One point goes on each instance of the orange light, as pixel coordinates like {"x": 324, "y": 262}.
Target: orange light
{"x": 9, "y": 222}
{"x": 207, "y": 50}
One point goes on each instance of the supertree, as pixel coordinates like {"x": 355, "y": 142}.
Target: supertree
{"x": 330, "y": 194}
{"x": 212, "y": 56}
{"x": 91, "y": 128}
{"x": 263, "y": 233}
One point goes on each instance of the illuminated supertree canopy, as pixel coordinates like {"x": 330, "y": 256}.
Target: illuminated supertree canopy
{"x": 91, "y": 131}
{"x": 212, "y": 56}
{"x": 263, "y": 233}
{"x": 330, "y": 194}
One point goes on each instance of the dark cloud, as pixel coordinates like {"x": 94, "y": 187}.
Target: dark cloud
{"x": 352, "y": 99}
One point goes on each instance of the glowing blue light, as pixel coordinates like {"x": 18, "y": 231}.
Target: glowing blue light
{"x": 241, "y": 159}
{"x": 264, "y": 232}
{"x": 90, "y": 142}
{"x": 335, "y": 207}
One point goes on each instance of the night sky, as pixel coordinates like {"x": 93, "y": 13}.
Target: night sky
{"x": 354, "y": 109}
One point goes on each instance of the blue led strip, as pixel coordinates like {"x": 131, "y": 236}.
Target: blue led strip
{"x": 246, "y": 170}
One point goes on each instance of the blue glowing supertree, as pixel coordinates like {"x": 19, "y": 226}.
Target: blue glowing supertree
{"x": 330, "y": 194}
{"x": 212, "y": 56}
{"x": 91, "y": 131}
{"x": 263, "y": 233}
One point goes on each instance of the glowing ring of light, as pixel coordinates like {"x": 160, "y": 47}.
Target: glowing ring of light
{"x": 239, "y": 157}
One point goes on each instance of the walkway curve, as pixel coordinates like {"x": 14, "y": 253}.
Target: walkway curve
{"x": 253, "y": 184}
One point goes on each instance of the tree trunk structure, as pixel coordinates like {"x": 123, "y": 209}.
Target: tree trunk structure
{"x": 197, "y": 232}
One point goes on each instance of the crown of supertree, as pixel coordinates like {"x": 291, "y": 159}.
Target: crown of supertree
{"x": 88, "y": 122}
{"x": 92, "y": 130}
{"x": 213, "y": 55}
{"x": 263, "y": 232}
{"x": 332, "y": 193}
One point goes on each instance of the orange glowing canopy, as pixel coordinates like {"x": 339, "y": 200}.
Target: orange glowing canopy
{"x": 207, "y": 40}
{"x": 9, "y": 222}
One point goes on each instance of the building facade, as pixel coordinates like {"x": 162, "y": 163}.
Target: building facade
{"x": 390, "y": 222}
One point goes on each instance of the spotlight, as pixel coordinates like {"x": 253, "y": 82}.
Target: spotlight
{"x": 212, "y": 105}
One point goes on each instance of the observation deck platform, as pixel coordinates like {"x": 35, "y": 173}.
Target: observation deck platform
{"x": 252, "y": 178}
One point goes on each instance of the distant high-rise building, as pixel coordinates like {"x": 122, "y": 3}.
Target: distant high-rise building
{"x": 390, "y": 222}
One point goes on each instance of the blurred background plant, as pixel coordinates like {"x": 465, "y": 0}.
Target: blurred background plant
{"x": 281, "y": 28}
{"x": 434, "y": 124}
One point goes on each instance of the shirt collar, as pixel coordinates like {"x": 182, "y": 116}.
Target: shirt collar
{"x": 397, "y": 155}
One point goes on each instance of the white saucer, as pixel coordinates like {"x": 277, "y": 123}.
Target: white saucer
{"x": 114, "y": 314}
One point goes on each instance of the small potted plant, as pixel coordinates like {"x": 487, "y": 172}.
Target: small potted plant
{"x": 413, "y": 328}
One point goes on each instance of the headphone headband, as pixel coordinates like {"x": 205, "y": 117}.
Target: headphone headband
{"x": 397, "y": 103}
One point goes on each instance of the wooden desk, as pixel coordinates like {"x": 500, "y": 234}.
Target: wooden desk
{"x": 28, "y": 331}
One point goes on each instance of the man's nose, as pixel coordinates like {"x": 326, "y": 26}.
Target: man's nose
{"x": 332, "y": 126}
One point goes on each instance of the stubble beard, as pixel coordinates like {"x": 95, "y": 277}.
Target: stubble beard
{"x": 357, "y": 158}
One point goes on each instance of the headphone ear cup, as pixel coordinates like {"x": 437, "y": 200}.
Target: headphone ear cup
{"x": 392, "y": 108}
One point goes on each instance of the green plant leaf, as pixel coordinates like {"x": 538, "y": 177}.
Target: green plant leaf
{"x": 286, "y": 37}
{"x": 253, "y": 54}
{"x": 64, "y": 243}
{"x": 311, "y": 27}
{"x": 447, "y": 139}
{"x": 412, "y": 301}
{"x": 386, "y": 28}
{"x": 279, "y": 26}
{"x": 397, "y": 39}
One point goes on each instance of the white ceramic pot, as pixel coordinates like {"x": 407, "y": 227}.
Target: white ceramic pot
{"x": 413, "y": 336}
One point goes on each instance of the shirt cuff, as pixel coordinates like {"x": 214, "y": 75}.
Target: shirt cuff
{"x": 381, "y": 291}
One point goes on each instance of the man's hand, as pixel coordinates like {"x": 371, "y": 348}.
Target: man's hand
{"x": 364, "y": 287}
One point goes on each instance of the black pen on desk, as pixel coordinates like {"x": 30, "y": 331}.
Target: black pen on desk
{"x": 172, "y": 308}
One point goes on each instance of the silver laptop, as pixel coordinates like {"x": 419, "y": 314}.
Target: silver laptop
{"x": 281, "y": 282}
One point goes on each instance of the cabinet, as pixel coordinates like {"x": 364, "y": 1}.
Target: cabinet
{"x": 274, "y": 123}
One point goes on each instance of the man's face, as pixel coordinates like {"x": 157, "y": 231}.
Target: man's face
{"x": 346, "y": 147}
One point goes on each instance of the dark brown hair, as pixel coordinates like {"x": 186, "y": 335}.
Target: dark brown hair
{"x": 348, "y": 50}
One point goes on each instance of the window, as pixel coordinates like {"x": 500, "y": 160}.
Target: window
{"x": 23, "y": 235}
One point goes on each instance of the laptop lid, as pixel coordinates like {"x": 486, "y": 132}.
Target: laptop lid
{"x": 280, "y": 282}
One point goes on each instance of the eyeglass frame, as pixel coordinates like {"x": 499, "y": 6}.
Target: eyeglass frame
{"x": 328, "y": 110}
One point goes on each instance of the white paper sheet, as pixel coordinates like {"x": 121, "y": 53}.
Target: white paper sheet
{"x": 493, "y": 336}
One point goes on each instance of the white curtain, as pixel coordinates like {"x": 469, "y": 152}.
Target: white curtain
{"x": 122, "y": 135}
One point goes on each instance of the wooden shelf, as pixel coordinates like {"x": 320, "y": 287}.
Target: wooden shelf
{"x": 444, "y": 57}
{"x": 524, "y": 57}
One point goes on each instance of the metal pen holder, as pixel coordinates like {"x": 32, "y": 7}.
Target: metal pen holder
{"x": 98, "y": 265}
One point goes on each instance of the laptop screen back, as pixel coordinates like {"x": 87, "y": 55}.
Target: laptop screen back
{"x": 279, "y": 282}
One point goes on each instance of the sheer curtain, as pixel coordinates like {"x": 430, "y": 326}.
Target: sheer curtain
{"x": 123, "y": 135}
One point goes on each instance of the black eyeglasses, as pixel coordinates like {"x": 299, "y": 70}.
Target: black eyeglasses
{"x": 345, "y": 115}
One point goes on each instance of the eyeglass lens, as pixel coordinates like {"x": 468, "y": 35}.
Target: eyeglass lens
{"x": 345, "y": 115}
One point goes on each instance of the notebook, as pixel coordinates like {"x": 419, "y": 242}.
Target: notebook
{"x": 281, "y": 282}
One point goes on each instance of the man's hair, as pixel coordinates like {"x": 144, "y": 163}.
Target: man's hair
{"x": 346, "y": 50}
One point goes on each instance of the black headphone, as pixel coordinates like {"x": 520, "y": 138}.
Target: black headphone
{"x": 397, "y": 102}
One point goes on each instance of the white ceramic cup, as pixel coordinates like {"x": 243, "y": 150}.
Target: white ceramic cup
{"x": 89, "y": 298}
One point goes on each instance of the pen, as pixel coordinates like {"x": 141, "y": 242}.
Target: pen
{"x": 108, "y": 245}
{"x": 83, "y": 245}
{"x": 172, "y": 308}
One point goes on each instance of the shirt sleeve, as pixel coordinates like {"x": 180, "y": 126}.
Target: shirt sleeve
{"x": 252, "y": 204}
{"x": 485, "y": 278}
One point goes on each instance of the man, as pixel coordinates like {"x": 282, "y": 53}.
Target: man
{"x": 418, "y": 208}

**What is required**: Reproduce, word for word, every line from the one containing "One point goes on each instance of the man's hair, as" down to the final line of the items, both included.

**Exercise solution**:
One point goes on each instance of the man's hair, as pixel coordinates like {"x": 144, "y": 163}.
Target: man's hair
{"x": 346, "y": 50}
One point goes on each instance of the black headphone, as pixel coordinates like {"x": 520, "y": 138}.
Target: black headphone
{"x": 397, "y": 102}
One point goes on each instance of the white ceramic cup, as pixel coordinates like {"x": 243, "y": 150}.
Target: white ceramic cup
{"x": 89, "y": 298}
One point goes on each instance of the pen, as pixel coordinates like {"x": 141, "y": 242}.
Target: pen
{"x": 108, "y": 245}
{"x": 83, "y": 245}
{"x": 172, "y": 308}
One point goes on each instance of the shirt sleeve, as pixel coordinates like {"x": 180, "y": 126}.
Target: shirt sleeve
{"x": 252, "y": 204}
{"x": 485, "y": 278}
One point goes on each instance of the man, as pixel coordinates like {"x": 282, "y": 53}.
Target: man
{"x": 418, "y": 208}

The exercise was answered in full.